Collected data

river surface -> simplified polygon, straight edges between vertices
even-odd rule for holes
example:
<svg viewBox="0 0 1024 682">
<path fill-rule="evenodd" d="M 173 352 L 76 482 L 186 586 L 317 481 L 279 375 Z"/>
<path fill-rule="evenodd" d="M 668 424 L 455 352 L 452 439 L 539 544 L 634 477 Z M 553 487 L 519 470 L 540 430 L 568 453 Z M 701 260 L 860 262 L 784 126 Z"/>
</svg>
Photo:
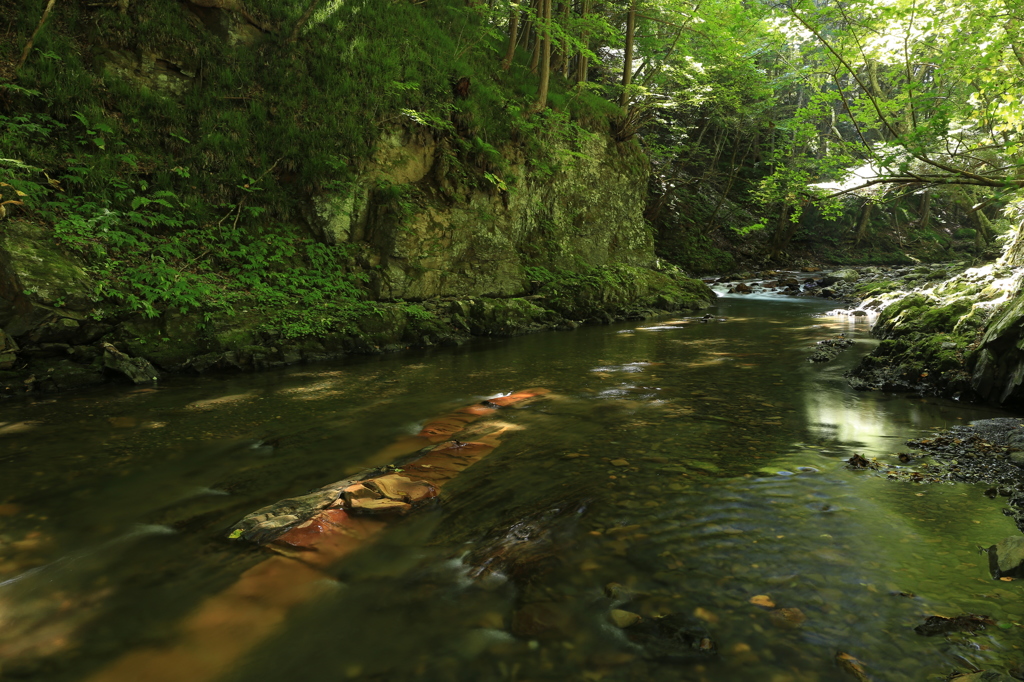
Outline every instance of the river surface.
<svg viewBox="0 0 1024 682">
<path fill-rule="evenodd" d="M 531 387 L 551 394 L 474 425 L 511 428 L 438 504 L 308 603 L 225 633 L 239 646 L 213 677 L 825 682 L 855 679 L 847 654 L 870 679 L 918 682 L 1021 663 L 1024 581 L 993 581 L 979 553 L 1017 532 L 999 500 L 844 465 L 898 466 L 909 438 L 1006 413 L 851 390 L 843 371 L 874 341 L 829 307 L 726 296 L 714 322 L 0 403 L 0 679 L 204 679 L 190 657 L 222 645 L 183 632 L 269 556 L 227 541 L 232 524 Z M 852 349 L 807 361 L 839 332 Z M 638 647 L 613 609 L 717 655 Z M 961 613 L 997 625 L 913 630 Z M 166 674 L 140 672 L 147 656 Z"/>
</svg>

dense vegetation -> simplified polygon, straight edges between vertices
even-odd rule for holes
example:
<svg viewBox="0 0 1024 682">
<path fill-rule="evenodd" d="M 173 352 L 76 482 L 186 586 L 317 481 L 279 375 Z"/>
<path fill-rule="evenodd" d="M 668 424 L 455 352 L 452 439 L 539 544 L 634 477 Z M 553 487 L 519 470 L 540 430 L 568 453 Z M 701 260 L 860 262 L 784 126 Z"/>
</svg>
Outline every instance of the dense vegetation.
<svg viewBox="0 0 1024 682">
<path fill-rule="evenodd" d="M 0 201 L 149 315 L 259 300 L 288 321 L 298 300 L 304 332 L 358 308 L 357 247 L 298 226 L 389 127 L 443 141 L 442 190 L 506 191 L 513 147 L 551 172 L 553 137 L 639 141 L 661 255 L 697 271 L 734 265 L 720 247 L 991 253 L 1022 182 L 1008 1 L 0 6 Z"/>
</svg>

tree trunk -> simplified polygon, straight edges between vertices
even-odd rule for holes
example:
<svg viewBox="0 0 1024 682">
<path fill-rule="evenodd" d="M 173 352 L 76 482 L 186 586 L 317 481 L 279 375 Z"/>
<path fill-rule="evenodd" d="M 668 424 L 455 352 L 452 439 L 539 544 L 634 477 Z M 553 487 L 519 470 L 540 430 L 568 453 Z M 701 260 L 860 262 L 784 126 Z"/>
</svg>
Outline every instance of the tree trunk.
<svg viewBox="0 0 1024 682">
<path fill-rule="evenodd" d="M 508 17 L 508 49 L 505 50 L 505 58 L 501 60 L 503 71 L 508 71 L 512 66 L 512 59 L 516 56 L 517 42 L 519 42 L 519 8 L 512 7 Z"/>
<path fill-rule="evenodd" d="M 718 202 L 715 204 L 715 210 L 711 212 L 711 217 L 708 218 L 707 225 L 705 225 L 704 229 L 701 230 L 701 234 L 703 234 L 705 237 L 710 236 L 711 233 L 715 231 L 715 223 L 718 220 L 718 212 L 721 210 L 722 205 L 725 204 L 725 202 L 728 200 L 729 192 L 732 191 L 732 186 L 736 182 L 736 178 L 739 176 L 740 169 L 743 168 L 743 164 L 746 162 L 747 156 L 750 155 L 750 150 L 753 148 L 752 144 L 747 145 L 747 151 L 743 152 L 743 158 L 740 159 L 739 163 L 736 163 L 736 153 L 739 151 L 740 148 L 741 135 L 742 131 L 737 130 L 736 142 L 733 143 L 732 159 L 729 160 L 729 180 L 725 184 L 725 189 L 722 190 L 722 192 L 718 195 Z"/>
<path fill-rule="evenodd" d="M 583 4 L 580 7 L 580 19 L 586 19 L 590 14 L 590 3 L 593 0 L 583 0 Z M 583 35 L 580 36 L 580 41 L 584 46 L 589 48 L 590 32 L 584 30 Z M 590 69 L 590 59 L 586 54 L 580 53 L 579 59 L 576 61 L 576 83 L 587 82 L 587 72 Z"/>
<path fill-rule="evenodd" d="M 779 257 L 779 254 L 782 253 L 782 250 L 786 248 L 789 240 L 796 233 L 798 224 L 789 219 L 789 215 L 792 212 L 793 207 L 785 204 L 782 207 L 782 212 L 779 214 L 778 222 L 775 223 L 775 234 L 772 235 L 772 252 L 770 256 L 772 260 Z"/>
<path fill-rule="evenodd" d="M 533 2 L 533 21 L 530 22 L 530 35 L 533 37 L 533 52 L 530 54 L 530 73 L 537 73 L 537 65 L 540 64 L 540 31 L 537 30 L 537 25 L 541 23 L 541 8 L 544 6 L 544 0 L 534 0 Z"/>
<path fill-rule="evenodd" d="M 932 222 L 932 193 L 928 190 L 921 195 L 921 206 L 917 212 L 917 225 L 922 230 L 927 230 Z"/>
<path fill-rule="evenodd" d="M 548 83 L 551 80 L 551 0 L 541 0 L 544 16 L 540 27 L 544 38 L 541 41 L 540 87 L 537 89 L 537 101 L 533 103 L 533 111 L 542 110 L 548 105 Z"/>
<path fill-rule="evenodd" d="M 868 235 L 868 223 L 871 221 L 871 209 L 875 205 L 870 201 L 864 202 L 864 207 L 860 210 L 860 222 L 857 223 L 857 236 L 854 237 L 853 245 L 857 246 L 864 238 Z"/>
<path fill-rule="evenodd" d="M 32 31 L 32 35 L 29 36 L 28 42 L 25 43 L 25 49 L 21 52 L 21 59 L 19 59 L 18 63 L 14 66 L 14 73 L 21 71 L 21 67 L 25 65 L 25 60 L 28 59 L 29 54 L 32 52 L 32 46 L 36 43 L 36 36 L 39 35 L 41 30 L 43 30 L 43 24 L 45 24 L 46 20 L 49 18 L 50 12 L 53 11 L 53 6 L 56 2 L 57 0 L 50 0 L 46 3 L 46 9 L 43 10 L 43 18 L 39 20 L 39 24 L 36 25 L 36 30 Z"/>
<path fill-rule="evenodd" d="M 626 55 L 622 62 L 622 96 L 619 106 L 625 108 L 629 103 L 629 85 L 633 82 L 633 36 L 636 33 L 636 0 L 629 3 L 626 14 Z"/>
<path fill-rule="evenodd" d="M 563 30 L 567 30 L 569 27 L 569 7 L 572 3 L 568 0 L 562 3 L 562 25 L 565 27 Z M 562 47 L 559 50 L 562 53 L 562 78 L 569 77 L 569 34 L 565 33 L 562 37 Z"/>
<path fill-rule="evenodd" d="M 974 212 L 975 217 L 978 220 L 978 232 L 981 233 L 982 238 L 987 241 L 992 240 L 992 223 L 989 222 L 988 216 L 985 215 L 984 209 L 979 208 Z"/>
</svg>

WHAT TO DO: Exactly as written, copy the entries above without their pictures.

SOLUTION BELOW:
river surface -> simplified polygon, straight edges between vertices
even-odd rule for holes
example:
<svg viewBox="0 0 1024 682">
<path fill-rule="evenodd" d="M 173 352 L 76 482 L 186 586 L 317 481 L 279 375 Z"/>
<path fill-rule="evenodd" d="M 668 424 L 455 352 L 452 439 L 539 544 L 634 477 Z M 553 487 L 519 470 L 540 430 L 568 453 Z M 701 260 L 860 262 L 784 126 Z"/>
</svg>
Photo:
Outline every instance of the river surface.
<svg viewBox="0 0 1024 682">
<path fill-rule="evenodd" d="M 531 387 L 551 394 L 474 425 L 511 428 L 438 504 L 308 603 L 225 633 L 239 646 L 213 677 L 825 682 L 855 679 L 847 654 L 870 679 L 918 682 L 1021 663 L 1024 581 L 993 581 L 979 553 L 1017 532 L 999 500 L 844 465 L 898 466 L 909 438 L 1006 413 L 851 390 L 843 371 L 874 341 L 829 307 L 726 296 L 714 322 L 0 403 L 0 679 L 204 679 L 190 657 L 222 645 L 183 632 L 269 556 L 227 541 L 232 524 Z M 852 349 L 807 361 L 839 332 Z M 638 647 L 613 609 L 717 655 Z M 961 613 L 997 625 L 913 630 Z M 166 674 L 140 672 L 147 656 Z"/>
</svg>

dense vegetation -> simplified polygon, straight edges between vertices
even-odd rule for holes
example:
<svg viewBox="0 0 1024 682">
<path fill-rule="evenodd" d="M 173 352 L 76 482 L 186 586 L 317 481 L 279 375 Z"/>
<path fill-rule="evenodd" d="M 668 424 L 455 352 L 452 439 L 539 544 L 634 477 Z M 553 487 L 519 470 L 540 430 L 568 453 Z M 701 260 L 860 262 L 784 126 Z"/>
</svg>
Outline every instance of the dense vegetation.
<svg viewBox="0 0 1024 682">
<path fill-rule="evenodd" d="M 0 201 L 149 315 L 259 300 L 288 321 L 298 300 L 304 332 L 358 308 L 357 247 L 298 226 L 389 127 L 443 141 L 442 190 L 506 191 L 513 147 L 551 172 L 553 137 L 639 141 L 661 255 L 697 271 L 734 265 L 720 247 L 991 253 L 1022 182 L 1008 1 L 0 6 Z"/>
</svg>

tree trunk -> simplified polygon, straight edges between vertices
even-odd rule for holes
example:
<svg viewBox="0 0 1024 682">
<path fill-rule="evenodd" d="M 173 352 L 76 482 L 186 586 L 317 481 L 279 375 Z"/>
<path fill-rule="evenodd" d="M 668 424 L 455 352 L 452 439 L 539 544 L 634 477 Z M 553 487 L 519 470 L 540 430 L 568 453 Z M 701 260 L 860 262 L 784 126 Z"/>
</svg>
Outline every instance of the tree trunk.
<svg viewBox="0 0 1024 682">
<path fill-rule="evenodd" d="M 508 17 L 508 49 L 505 50 L 505 58 L 501 60 L 503 71 L 508 71 L 512 66 L 512 59 L 516 56 L 517 42 L 519 42 L 519 8 L 512 7 Z"/>
<path fill-rule="evenodd" d="M 718 202 L 715 204 L 715 210 L 711 212 L 711 217 L 708 218 L 707 225 L 705 225 L 704 229 L 701 230 L 701 234 L 703 234 L 705 237 L 710 236 L 711 233 L 715 231 L 715 223 L 718 220 L 718 212 L 721 210 L 722 205 L 725 204 L 725 202 L 728 200 L 729 192 L 732 191 L 732 186 L 736 182 L 736 178 L 739 176 L 740 169 L 743 168 L 743 164 L 746 162 L 747 156 L 750 155 L 750 150 L 753 148 L 752 144 L 747 145 L 747 151 L 743 152 L 743 158 L 740 159 L 739 163 L 736 163 L 736 153 L 739 151 L 740 148 L 741 135 L 742 131 L 737 130 L 736 142 L 733 143 L 732 159 L 729 160 L 729 180 L 725 184 L 725 189 L 722 190 L 722 192 L 718 195 Z"/>
<path fill-rule="evenodd" d="M 583 4 L 580 7 L 580 19 L 586 19 L 590 14 L 590 3 L 593 0 L 583 0 Z M 583 35 L 580 36 L 580 41 L 584 46 L 589 48 L 590 32 L 584 30 Z M 590 69 L 590 59 L 586 54 L 580 53 L 579 59 L 576 61 L 576 83 L 587 82 L 587 72 Z"/>
<path fill-rule="evenodd" d="M 779 257 L 779 254 L 782 253 L 782 250 L 786 248 L 789 240 L 796 233 L 798 224 L 789 219 L 789 215 L 792 212 L 793 207 L 785 204 L 782 207 L 782 212 L 779 214 L 778 222 L 775 223 L 775 234 L 772 235 L 772 252 L 770 256 L 772 260 Z"/>
<path fill-rule="evenodd" d="M 533 2 L 533 21 L 530 22 L 530 35 L 533 37 L 533 52 L 530 54 L 530 73 L 537 73 L 537 65 L 540 64 L 540 31 L 537 30 L 537 25 L 541 23 L 541 8 L 544 6 L 544 0 L 534 0 Z"/>
<path fill-rule="evenodd" d="M 932 222 L 932 193 L 928 190 L 921 195 L 921 206 L 917 212 L 917 225 L 922 230 L 927 230 Z"/>
<path fill-rule="evenodd" d="M 548 83 L 551 80 L 551 0 L 541 0 L 544 16 L 540 27 L 544 38 L 541 41 L 540 87 L 537 89 L 537 101 L 533 103 L 533 111 L 542 110 L 548 105 Z"/>
<path fill-rule="evenodd" d="M 868 235 L 868 223 L 871 221 L 871 209 L 875 205 L 870 201 L 864 202 L 864 207 L 860 210 L 860 222 L 857 223 L 857 236 L 854 237 L 853 245 L 857 246 L 864 238 Z"/>
<path fill-rule="evenodd" d="M 32 31 L 32 35 L 29 36 L 28 42 L 25 43 L 25 49 L 21 52 L 21 59 L 19 59 L 18 63 L 14 66 L 14 73 L 21 71 L 21 67 L 25 65 L 25 60 L 28 59 L 29 54 L 32 52 L 32 46 L 36 43 L 36 36 L 39 35 L 41 30 L 43 30 L 43 24 L 45 24 L 46 20 L 49 18 L 50 12 L 53 11 L 53 6 L 56 2 L 57 0 L 50 0 L 46 3 L 46 9 L 43 10 L 43 18 L 39 20 L 39 24 L 36 25 L 36 30 Z"/>
<path fill-rule="evenodd" d="M 626 55 L 622 62 L 622 96 L 619 106 L 625 108 L 629 103 L 629 85 L 633 82 L 633 36 L 636 33 L 636 0 L 629 3 L 626 14 Z"/>
<path fill-rule="evenodd" d="M 563 30 L 567 30 L 569 27 L 569 7 L 572 3 L 568 0 L 562 3 L 562 25 L 565 27 Z M 562 47 L 559 50 L 562 53 L 562 78 L 569 77 L 569 34 L 565 33 L 562 37 Z"/>
<path fill-rule="evenodd" d="M 974 212 L 975 217 L 978 220 L 978 232 L 981 233 L 982 238 L 987 241 L 992 240 L 992 223 L 989 222 L 988 216 L 985 215 L 984 209 L 979 208 Z"/>
</svg>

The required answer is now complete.